Mailing List Archive: ANNOUNCE: Apache SpamAssassin 3.4.0 available

On behalf of the project, I am please to announce the availability of
Apache SpamAssassin version 3.4.0.

The Press Release is available on the ASF Blog at http://s.apache.org/G6b
& Release Notes follow. Downloads are available at
http://spamassassin.apache.org/downloads.cgi with some mirror issues
possible as mirrors continue to update for the new release.

Sincerely,

Kevin A. McGrail aka KAM
VP & Chair, ASF SpamAssassin Project

Release Notes -- Apache SpamAssassin -- Version 3.4.0

Introduction
------------

This is a major release. It introduces over two years of bug fixes and
features since the release of SpamAssassin 3.3.2 on June 16, 2011.
3.4.0 includes the Bayes Redis (http://redis.io/) back-end (bug 6879),
EDNS0 changes (bug 6910), native IPv6 support, numerous URIBL.pm changes
or features and a small API change in libspamc (bug 6562) with many other
subtle changes.

SpamAssassin was tested on perl 5.18.2, and (out of curiosity) also
on a Raspberry Pi (ARM6, Raspbian / Debian 7.2 Wheezy, perl 5.14.2)
... yes, it is 20 times slower compared to i7-960 CPU, but all tests
pass!

Overall, this release has been tested on many production-level
environments for nearly a year, including testing on an IPv6-only host.
It is highly recommended and stable.

NOTE: Complete changes are available at
http://svn.apache.org/repos/asf/spamassassin/branches/3.4/Changes

Notable Sendmail Bug
--------------------

Sendmail 8.14.5 and below contain a canonicalization misfeature / bug
that can cause DKIM failures.

◆ RECORD EXCERPTS
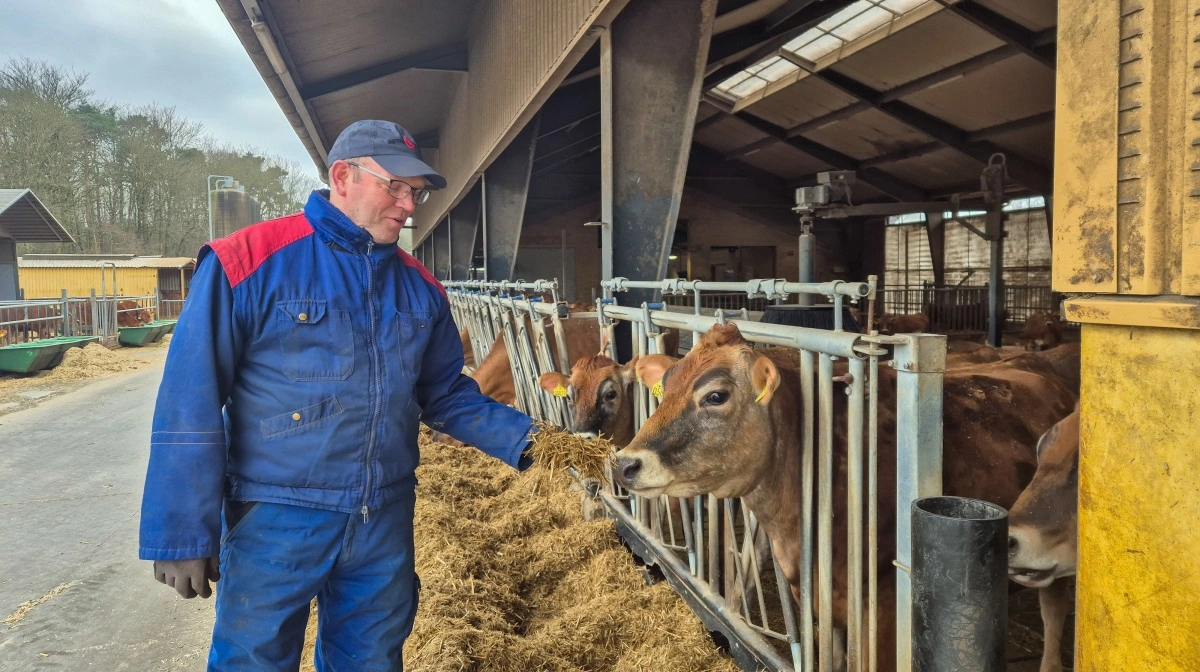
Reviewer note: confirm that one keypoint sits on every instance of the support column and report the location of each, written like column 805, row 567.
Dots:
column 935, row 232
column 1126, row 229
column 463, row 233
column 504, row 201
column 658, row 57
column 439, row 241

◆ TASK TO COMPLETE
According to the SpamAssassin 3.4.0 announcement, on what date was SpamAssassin 3.3.2 released? The records have no connection to the SpamAssassin 3.4.0 announcement.

◆ CORRECT RESULT
June 16, 2011.